╭──
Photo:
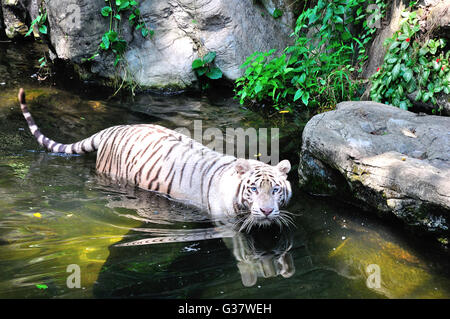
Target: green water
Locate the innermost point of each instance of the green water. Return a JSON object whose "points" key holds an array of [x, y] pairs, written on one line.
{"points": [[55, 212]]}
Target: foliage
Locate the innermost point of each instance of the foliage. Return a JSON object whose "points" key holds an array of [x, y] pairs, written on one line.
{"points": [[320, 68], [205, 66], [206, 70], [111, 39], [411, 64], [39, 22]]}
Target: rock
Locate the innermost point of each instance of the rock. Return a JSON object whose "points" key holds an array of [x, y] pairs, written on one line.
{"points": [[184, 31], [434, 20], [382, 159], [14, 15], [377, 51]]}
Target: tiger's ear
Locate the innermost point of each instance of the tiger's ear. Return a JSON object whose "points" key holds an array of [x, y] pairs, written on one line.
{"points": [[284, 166], [242, 166]]}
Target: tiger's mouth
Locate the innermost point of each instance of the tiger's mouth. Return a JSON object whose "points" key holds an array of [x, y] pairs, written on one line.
{"points": [[246, 222]]}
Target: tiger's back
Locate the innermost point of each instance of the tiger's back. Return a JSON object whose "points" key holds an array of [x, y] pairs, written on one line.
{"points": [[158, 159], [155, 158]]}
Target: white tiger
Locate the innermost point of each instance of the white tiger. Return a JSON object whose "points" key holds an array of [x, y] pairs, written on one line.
{"points": [[158, 159]]}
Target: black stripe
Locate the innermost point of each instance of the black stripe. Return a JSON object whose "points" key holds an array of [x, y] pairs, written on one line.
{"points": [[154, 179], [222, 167], [151, 168]]}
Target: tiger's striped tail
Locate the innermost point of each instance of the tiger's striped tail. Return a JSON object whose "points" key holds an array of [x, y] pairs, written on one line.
{"points": [[89, 144]]}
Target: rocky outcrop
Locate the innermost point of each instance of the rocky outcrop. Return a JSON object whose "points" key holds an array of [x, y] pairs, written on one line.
{"points": [[184, 31], [434, 22], [383, 159]]}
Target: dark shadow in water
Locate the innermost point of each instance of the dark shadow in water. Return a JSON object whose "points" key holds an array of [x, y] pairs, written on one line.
{"points": [[178, 252]]}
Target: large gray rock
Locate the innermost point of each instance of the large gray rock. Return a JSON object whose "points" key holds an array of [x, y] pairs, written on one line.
{"points": [[184, 31], [381, 158]]}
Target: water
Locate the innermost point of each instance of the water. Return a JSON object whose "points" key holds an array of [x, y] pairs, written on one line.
{"points": [[55, 212]]}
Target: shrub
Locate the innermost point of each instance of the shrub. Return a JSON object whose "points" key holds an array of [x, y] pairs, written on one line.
{"points": [[412, 64], [317, 70]]}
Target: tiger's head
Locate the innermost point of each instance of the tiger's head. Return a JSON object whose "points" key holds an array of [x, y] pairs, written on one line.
{"points": [[262, 191]]}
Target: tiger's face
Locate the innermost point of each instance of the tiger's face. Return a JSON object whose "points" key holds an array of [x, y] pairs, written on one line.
{"points": [[263, 190]]}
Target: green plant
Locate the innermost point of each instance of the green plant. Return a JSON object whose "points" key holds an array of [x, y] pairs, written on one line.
{"points": [[205, 66], [39, 22], [412, 64], [320, 68], [111, 39]]}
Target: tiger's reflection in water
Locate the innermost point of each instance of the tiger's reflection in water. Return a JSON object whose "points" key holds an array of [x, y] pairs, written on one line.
{"points": [[262, 253]]}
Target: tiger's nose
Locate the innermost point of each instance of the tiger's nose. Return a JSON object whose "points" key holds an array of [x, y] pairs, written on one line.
{"points": [[266, 211]]}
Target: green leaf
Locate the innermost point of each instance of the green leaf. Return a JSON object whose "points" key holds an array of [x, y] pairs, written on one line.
{"points": [[209, 57], [395, 71], [305, 98], [403, 105], [258, 87], [41, 286], [394, 45], [117, 60], [30, 30], [119, 46], [407, 75], [214, 74], [298, 94], [105, 41], [201, 71], [277, 13], [391, 60], [197, 63], [43, 29], [106, 11]]}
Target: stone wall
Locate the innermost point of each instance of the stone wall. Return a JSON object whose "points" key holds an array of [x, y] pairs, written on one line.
{"points": [[184, 30]]}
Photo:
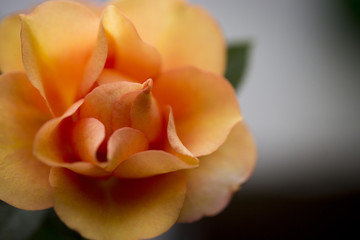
╰──
**The problem**
Reproduce all of the entries above word for word, from the first line to the last, and leave the pictures out of your copy.

**Exercise solution**
Photo:
Target: green water
Locate the innermost point of each instance of the green water. Return a JSON object whose "points" key holds an array of [x, y] pairs, written on one line.
{"points": [[55, 212]]}
Target: foliage
Locate the innermost point of each instance of the foliage. Return a JSON object whose "points" key holds an array of [x, y] pairs, written on one line.
{"points": [[320, 68], [205, 66], [206, 70], [111, 39], [411, 64], [39, 22]]}
Target: rock
Locate the innermost point of each instance of the rock. Return a JSON object whose "points" key holds an array of [x, y] pairs, written on one line.
{"points": [[184, 31], [434, 20], [382, 159], [14, 15], [377, 51]]}
Target: tiger's ear
Locate the innermost point of each instance of the tiger's ear. Return a JSON object whose "points" key holds an array of [x, y] pairs, written on one line.
{"points": [[284, 166], [242, 166]]}
Target: tiger's mouth
Locate the innermost point of each instance of the tiger's mouth. Return a JSON object whose "points" key holds an array of [x, y] pairs, written on one line.
{"points": [[246, 222]]}
Target: tiger's back
Locate the innermost point of each instance of the tiger's back. Return a JSON object whose "points" key holds an array of [x, y] pairs, written on one line.
{"points": [[158, 159], [155, 158]]}
Target: white tiger
Locate the innermost point of each instance of the white tiger. Return a JSON object whose "points" key holds an array of [x, y] pairs, written on one line.
{"points": [[158, 159]]}
Target: black stripe
Locate the innermost point of each instance of the black stripe. Return a JSON object whose "points" key holds an array of [x, y] pairs, written on one line.
{"points": [[154, 179], [222, 167], [151, 168]]}
Target: tiger's striped tail
Locate the innermost point of each instance of the tiger's striped tail. Return a JSON object whose "points" key holds an array of [x, y] pairs, written on one line.
{"points": [[89, 144]]}
Target: rocky outcrop
Locate the innermost point of each instance of the rocky outcrop. Return a JSON object whose "points" key holds an array of [x, y] pairs, written on one line.
{"points": [[184, 31], [434, 22], [383, 159]]}
Target: dark shadow in water
Locate the innermost point of each instance of the dark shadow in water. Return a JSON object whose "points" key holds an array of [x, y] pairs, written on one line.
{"points": [[178, 252]]}
Target: large gray rock
Locate the innermost point of each instance of the large gray rock. Return a JSON object whose "points" key holds an array of [x, y] pairs, written on one line.
{"points": [[184, 31], [381, 158]]}
Target: water
Locate the innermost point of each instance of the water. Return a JSON object whose "points" key holds an array of [x, y] pairs, written on one line.
{"points": [[55, 212]]}
Target: shrub
Locate the innermost point of each instance of the shrub. Return a JSON object whose "points" key holds an array of [x, y] pairs, written on one line.
{"points": [[412, 64], [317, 70]]}
Target: tiger's head
Locate the innermost point of each instance of the tiger's head. Return a JSON object whose "points" key holds an array of [x, y] pairs, written on one line.
{"points": [[262, 191]]}
Target: tiger's face
Locate the innermost point of each instance of the tiger's face. Return a JSON object whose "points" key holds an array of [x, y] pairs, written on one line.
{"points": [[263, 190]]}
Target: green plant
Locate the innermost point of each instance of the green plant. Return a JSON object whose "points" key holds an array of [x, y] pairs, written on one line.
{"points": [[205, 66], [39, 22], [412, 64], [320, 68], [111, 39]]}
Target: tiger's reflection in water
Locate the innermost point of each instance of the tiger's reflection in water. Return a JSON object whose "points" key holds an array of [x, y] pairs, written on one line.
{"points": [[262, 253]]}
Target: tiger's nose
Locate the innermost point of each instance of the tiger's nose. Return a JSON object whose "points" key holds an array of [x, y] pairs, written on one line.
{"points": [[266, 211]]}
Target: green leaf
Locate the innermost point of each instance of the green leaf. Return a JSON object whose "points" key holds an array of [x, y] pairs, written on one line.
{"points": [[209, 57], [395, 71], [305, 98], [403, 105], [258, 87], [41, 286], [394, 45], [117, 60], [30, 30], [119, 46], [407, 75], [214, 74], [298, 94], [105, 41], [201, 71], [277, 13], [391, 60], [197, 63], [43, 29], [106, 11]]}
Target: stone wall
Locate the innermost point of each instance of the stone wall. Return a JSON object whose "points" key holds an array of [x, y] pairs, written on one line.
{"points": [[184, 30]]}
Photo:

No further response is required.